| What is expected |
Copy out the listing below, keeping every character as is.

| Extracted information |
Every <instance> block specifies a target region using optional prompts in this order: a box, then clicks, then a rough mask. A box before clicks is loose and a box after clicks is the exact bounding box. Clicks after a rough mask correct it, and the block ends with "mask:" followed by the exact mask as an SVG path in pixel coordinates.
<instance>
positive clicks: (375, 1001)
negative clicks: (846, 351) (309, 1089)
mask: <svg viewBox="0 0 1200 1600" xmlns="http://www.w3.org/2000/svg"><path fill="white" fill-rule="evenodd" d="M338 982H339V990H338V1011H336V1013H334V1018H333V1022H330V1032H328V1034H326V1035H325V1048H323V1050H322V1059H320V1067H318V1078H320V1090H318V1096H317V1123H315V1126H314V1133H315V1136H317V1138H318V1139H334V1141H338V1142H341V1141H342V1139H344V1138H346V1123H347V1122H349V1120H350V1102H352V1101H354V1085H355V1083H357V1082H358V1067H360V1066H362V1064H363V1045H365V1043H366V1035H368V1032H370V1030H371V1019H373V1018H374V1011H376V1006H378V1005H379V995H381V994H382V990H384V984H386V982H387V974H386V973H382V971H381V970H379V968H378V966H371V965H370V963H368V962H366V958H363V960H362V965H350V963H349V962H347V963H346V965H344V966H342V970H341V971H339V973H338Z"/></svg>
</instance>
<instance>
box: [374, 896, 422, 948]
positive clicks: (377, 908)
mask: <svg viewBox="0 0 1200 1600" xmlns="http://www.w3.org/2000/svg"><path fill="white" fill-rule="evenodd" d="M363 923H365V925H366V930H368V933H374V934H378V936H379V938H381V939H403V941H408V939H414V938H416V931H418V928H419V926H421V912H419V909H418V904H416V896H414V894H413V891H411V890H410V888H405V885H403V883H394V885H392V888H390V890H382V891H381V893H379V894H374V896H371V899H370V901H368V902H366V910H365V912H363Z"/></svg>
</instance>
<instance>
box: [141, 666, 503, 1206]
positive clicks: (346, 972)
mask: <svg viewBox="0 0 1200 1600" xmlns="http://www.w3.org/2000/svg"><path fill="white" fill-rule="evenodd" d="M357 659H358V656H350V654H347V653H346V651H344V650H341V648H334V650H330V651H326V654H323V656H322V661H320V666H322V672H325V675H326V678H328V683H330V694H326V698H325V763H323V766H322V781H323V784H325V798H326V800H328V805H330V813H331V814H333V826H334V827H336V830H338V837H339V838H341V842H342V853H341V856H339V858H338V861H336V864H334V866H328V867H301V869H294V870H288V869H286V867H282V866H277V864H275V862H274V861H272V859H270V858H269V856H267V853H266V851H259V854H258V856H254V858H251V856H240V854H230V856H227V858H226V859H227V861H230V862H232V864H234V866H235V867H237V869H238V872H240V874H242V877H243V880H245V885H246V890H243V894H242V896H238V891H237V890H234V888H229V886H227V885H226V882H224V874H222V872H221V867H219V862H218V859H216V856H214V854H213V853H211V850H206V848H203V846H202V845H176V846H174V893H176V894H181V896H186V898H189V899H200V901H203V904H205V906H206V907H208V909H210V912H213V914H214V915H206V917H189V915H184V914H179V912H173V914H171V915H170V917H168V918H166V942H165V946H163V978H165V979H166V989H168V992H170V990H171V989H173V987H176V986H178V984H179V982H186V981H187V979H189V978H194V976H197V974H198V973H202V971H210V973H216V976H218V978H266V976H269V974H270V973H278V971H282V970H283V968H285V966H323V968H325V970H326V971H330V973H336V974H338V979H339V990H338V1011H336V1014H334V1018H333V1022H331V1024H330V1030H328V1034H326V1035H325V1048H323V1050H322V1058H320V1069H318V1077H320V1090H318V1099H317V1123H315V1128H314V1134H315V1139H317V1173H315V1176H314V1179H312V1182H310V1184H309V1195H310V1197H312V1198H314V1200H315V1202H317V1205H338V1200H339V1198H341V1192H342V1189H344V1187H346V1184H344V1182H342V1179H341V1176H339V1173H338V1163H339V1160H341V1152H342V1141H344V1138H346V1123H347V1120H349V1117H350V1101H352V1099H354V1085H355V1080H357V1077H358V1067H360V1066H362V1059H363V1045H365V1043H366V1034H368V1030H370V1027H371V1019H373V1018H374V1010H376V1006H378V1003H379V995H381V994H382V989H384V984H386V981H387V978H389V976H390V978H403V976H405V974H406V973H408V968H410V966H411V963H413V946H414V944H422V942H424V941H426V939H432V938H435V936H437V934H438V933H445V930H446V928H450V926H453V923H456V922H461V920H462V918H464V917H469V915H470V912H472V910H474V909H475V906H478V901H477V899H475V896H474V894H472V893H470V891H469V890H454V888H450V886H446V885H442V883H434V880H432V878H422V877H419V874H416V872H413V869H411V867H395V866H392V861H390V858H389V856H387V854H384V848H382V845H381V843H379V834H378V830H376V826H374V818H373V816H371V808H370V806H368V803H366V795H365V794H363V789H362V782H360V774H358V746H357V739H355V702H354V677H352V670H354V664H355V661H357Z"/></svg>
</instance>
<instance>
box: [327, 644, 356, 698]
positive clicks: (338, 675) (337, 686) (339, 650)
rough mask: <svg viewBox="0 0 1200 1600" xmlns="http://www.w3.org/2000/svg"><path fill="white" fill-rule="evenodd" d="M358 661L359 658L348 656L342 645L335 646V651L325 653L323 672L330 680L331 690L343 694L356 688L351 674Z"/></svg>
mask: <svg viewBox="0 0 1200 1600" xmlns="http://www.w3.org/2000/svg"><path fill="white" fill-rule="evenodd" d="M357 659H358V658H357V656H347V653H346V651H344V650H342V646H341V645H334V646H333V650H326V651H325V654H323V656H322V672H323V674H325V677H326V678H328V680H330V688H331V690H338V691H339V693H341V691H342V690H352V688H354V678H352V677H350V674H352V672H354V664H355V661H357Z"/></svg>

| Answer |
Every <instance> block specifies a target region using optional prompts in this order: a box, then clicks, then a rough mask. A box before clicks is loose and a box after clicks is the exact bounding box. Clicks after a rough mask correct it, and the block ends with "mask:" followed by the exact mask as an SVG path in pixel coordinates.
<instance>
positive clicks: (375, 1001)
negative clicks: (846, 351) (309, 1089)
mask: <svg viewBox="0 0 1200 1600" xmlns="http://www.w3.org/2000/svg"><path fill="white" fill-rule="evenodd" d="M338 982H339V990H338V1011H336V1013H334V1018H333V1022H330V1032H328V1034H326V1035H325V1048H323V1050H322V1059H320V1067H318V1078H320V1090H318V1096H317V1123H315V1126H314V1133H315V1136H317V1138H318V1139H334V1141H338V1142H341V1141H342V1139H344V1138H346V1123H347V1122H349V1120H350V1102H352V1101H354V1085H355V1083H357V1082H358V1067H360V1066H362V1064H363V1045H365V1043H366V1035H368V1032H370V1030H371V1019H373V1018H374V1011H376V1006H378V1005H379V995H381V994H382V990H384V984H386V982H387V974H386V973H382V971H381V970H379V968H378V966H371V965H370V963H368V962H366V958H363V960H362V965H350V963H349V962H347V963H346V965H344V966H342V970H341V971H339V973H338Z"/></svg>
</instance>
<instance>
box: [374, 896, 422, 948]
positive clicks: (377, 908)
mask: <svg viewBox="0 0 1200 1600" xmlns="http://www.w3.org/2000/svg"><path fill="white" fill-rule="evenodd" d="M363 923H365V925H366V930H368V933H374V934H378V936H379V938H381V939H403V941H408V939H414V938H416V931H418V928H419V926H421V912H419V909H418V904H416V896H414V894H413V891H411V890H410V888H405V885H403V883H394V885H392V888H390V890H382V891H381V893H379V894H374V896H371V899H370V901H368V902H366V910H365V912H363Z"/></svg>
</instance>
<instance>
box: [141, 666, 503, 1206]
positive clicks: (346, 972)
mask: <svg viewBox="0 0 1200 1600" xmlns="http://www.w3.org/2000/svg"><path fill="white" fill-rule="evenodd" d="M357 659H358V656H350V654H347V653H346V651H344V650H341V648H334V650H330V651H326V654H323V656H322V661H320V666H322V672H325V675H326V678H328V683H330V694H326V698H325V763H323V766H322V781H323V784H325V798H326V800H328V805H330V813H331V814H333V826H334V827H336V830H338V837H339V838H341V842H342V853H341V856H339V858H338V861H336V864H334V866H328V867H301V869H294V870H288V869H286V867H282V866H277V864H275V862H274V861H272V859H270V858H269V856H267V853H266V851H259V854H258V856H254V858H251V856H240V854H230V856H227V858H226V859H227V861H230V862H232V864H234V866H235V867H237V869H238V872H240V874H242V877H243V880H245V885H246V890H243V894H242V896H238V891H237V890H234V888H229V886H227V885H226V882H224V874H222V872H221V867H219V862H218V859H216V856H214V854H213V853H211V850H206V848H203V846H202V845H176V846H174V893H176V894H181V896H186V898H189V899H200V901H203V904H205V906H206V907H208V909H210V912H213V914H214V915H206V917H189V915H184V914H179V912H173V914H171V915H170V917H168V918H166V942H165V946H163V978H165V979H166V989H168V992H170V990H171V989H173V987H176V986H178V984H179V982H186V981H187V979H189V978H194V976H197V974H198V973H202V971H210V973H216V976H218V978H266V976H269V974H270V973H278V971H282V970H283V968H285V966H323V968H325V970H326V971H330V973H336V974H338V979H339V990H338V1011H336V1014H334V1018H333V1022H331V1024H330V1030H328V1034H326V1035H325V1048H323V1050H322V1058H320V1069H318V1077H320V1090H318V1099H317V1123H315V1128H314V1134H315V1139H317V1173H315V1176H314V1179H312V1182H310V1184H309V1195H310V1197H312V1198H314V1200H315V1202H317V1205H338V1200H339V1198H341V1192H342V1189H344V1187H346V1184H344V1182H342V1179H341V1176H339V1173H338V1163H339V1160H341V1152H342V1141H344V1138H346V1123H347V1120H349V1117H350V1101H352V1099H354V1085H355V1080H357V1077H358V1067H360V1066H362V1059H363V1045H365V1043H366V1034H368V1030H370V1027H371V1019H373V1018H374V1010H376V1006H378V1003H379V995H381V994H382V989H384V984H386V981H387V978H389V976H390V978H403V976H405V974H406V973H408V968H410V966H411V963H413V946H414V944H422V942H424V941H426V939H432V938H435V936H437V934H438V933H445V930H446V928H450V926H453V923H456V922H461V920H462V918H464V917H469V915H470V912H472V910H474V909H475V906H478V901H477V899H475V896H474V894H472V893H470V891H469V890H454V888H450V886H446V885H442V883H434V880H432V878H422V877H419V874H416V872H413V869H411V867H395V866H392V861H390V858H389V856H387V854H384V848H382V845H381V843H379V834H378V830H376V826H374V818H373V816H371V808H370V806H368V803H366V795H365V794H363V789H362V782H360V774H358V746H357V739H355V702H354V677H352V670H354V664H355V661H357Z"/></svg>
</instance>
<instance>
box: [327, 644, 356, 698]
positive clicks: (338, 675) (337, 686) (339, 650)
rough mask: <svg viewBox="0 0 1200 1600" xmlns="http://www.w3.org/2000/svg"><path fill="white" fill-rule="evenodd" d="M358 661L359 658L348 656L342 645L335 646V651L325 653L323 672L330 680L331 690L343 694L356 688L351 674Z"/></svg>
mask: <svg viewBox="0 0 1200 1600" xmlns="http://www.w3.org/2000/svg"><path fill="white" fill-rule="evenodd" d="M357 659H358V658H357V656H347V653H346V651H344V650H342V646H341V645H334V646H333V650H326V651H325V654H323V656H322V672H323V674H325V677H326V678H328V680H330V688H331V690H338V691H339V693H341V691H342V690H352V688H354V678H352V677H350V674H352V672H354V664H355V661H357Z"/></svg>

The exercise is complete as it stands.